__WHAT THIS TASK INVOLVES__
For this exercise, write out each entry below exactly as it reads.
*** Opening of DATA EXCERPTS ***
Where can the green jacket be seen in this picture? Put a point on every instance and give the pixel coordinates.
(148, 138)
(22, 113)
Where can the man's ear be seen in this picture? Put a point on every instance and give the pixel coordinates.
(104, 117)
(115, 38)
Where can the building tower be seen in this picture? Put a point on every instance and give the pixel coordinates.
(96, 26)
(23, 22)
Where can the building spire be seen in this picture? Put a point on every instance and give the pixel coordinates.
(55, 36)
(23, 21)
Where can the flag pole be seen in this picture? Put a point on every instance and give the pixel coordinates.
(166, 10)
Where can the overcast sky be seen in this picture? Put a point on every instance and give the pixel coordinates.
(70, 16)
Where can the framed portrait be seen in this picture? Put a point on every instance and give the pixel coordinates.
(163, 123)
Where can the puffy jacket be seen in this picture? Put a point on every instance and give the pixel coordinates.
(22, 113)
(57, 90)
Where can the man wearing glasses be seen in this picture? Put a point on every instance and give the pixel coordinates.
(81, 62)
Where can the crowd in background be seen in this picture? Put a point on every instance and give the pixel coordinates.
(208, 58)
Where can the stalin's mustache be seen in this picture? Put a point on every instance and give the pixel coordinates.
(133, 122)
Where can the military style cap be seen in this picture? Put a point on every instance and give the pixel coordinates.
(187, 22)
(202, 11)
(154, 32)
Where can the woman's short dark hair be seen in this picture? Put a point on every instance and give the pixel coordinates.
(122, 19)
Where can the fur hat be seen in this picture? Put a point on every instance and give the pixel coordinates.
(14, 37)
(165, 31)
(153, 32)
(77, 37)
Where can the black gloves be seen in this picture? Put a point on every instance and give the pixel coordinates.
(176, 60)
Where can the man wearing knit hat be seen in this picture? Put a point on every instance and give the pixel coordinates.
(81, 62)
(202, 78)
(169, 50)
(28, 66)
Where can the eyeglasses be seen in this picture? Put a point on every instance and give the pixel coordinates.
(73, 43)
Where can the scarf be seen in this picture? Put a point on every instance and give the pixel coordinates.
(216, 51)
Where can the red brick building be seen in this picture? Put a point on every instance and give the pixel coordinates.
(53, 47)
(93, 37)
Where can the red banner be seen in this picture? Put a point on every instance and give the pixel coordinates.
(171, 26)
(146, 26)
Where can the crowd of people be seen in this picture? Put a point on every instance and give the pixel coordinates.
*** Close of DATA EXCERPTS ***
__WORKED SOLUTION__
Where can the green jacket be seen in this picture? Put a point on every instance and give the pixel coordinates.
(148, 138)
(22, 113)
Where can the man's ear be seen in this picture? Put a point on every instance and give the pixel coordinates.
(104, 117)
(115, 38)
Where can the building tower be seen in this picture? Put a point on every instance and give the pixel coordinates.
(96, 26)
(23, 22)
Where can the building spire be seen in this picture? Put a point on every instance and give the pixel coordinates.
(55, 36)
(23, 21)
Where can the flag pole be seen in this picture? Put a point on every instance and give the pixel coordinates.
(166, 10)
Where can the overcast sky be seen in this picture? Put a point on every instance and give the pixel coordinates.
(70, 16)
Where can the framed portrait be seen in this picture? Put a point on every instance and give the pixel coordinates.
(163, 123)
Where can the puffy jacket be seen in this picture? Put a point on every instance and give the pixel coordinates.
(22, 113)
(57, 90)
Where can the man wearing glasses be seen in this picture? Put a point on every instance and give the pixel coordinates.
(81, 62)
Where can the crowd in background be seen in this picture? Put a point on every instance and give the pixel coordinates.
(208, 58)
Where can the stalin's mustache be seen in this picture? Put a point on every instance and give the pixel coordinates.
(133, 122)
Where can the military style cap be seen in this picture? Put a point on every instance and give the pixel coordinates.
(187, 22)
(202, 11)
(154, 32)
Where can the woman's short dark hair be seen in this picture? Put a point on every instance and give the pixel coordinates.
(122, 19)
Where can the fur hat be seen in this picture? Put a point on every instance and give the pixel coordinates.
(14, 37)
(165, 31)
(153, 32)
(77, 37)
Where can the black gloves be seen in this picture? Put a point on every instance and give the pixel coordinates.
(176, 60)
Where can the man wearing knit hat be seen in this picture? Put a point on every instance and give the pixel coordinates.
(81, 62)
(202, 78)
(169, 50)
(28, 66)
Where can the eyeglasses be seen in this picture? Put a point on every instance and give the pixel coordinates.
(73, 43)
Where can the scarf be seen in this picture? Put a point on every instance and give the pixel coordinates.
(216, 51)
Where can the red brick building be seen in this picture? Put a point on every instance and give the pixel coordinates.
(53, 47)
(93, 37)
Where can the red banner be seen in this picture? Put a point on every instance and give the pixel coordinates.
(171, 26)
(146, 26)
Where can the crowd of people be seen in this picture? Put a point on every instance and give the pixel coordinates.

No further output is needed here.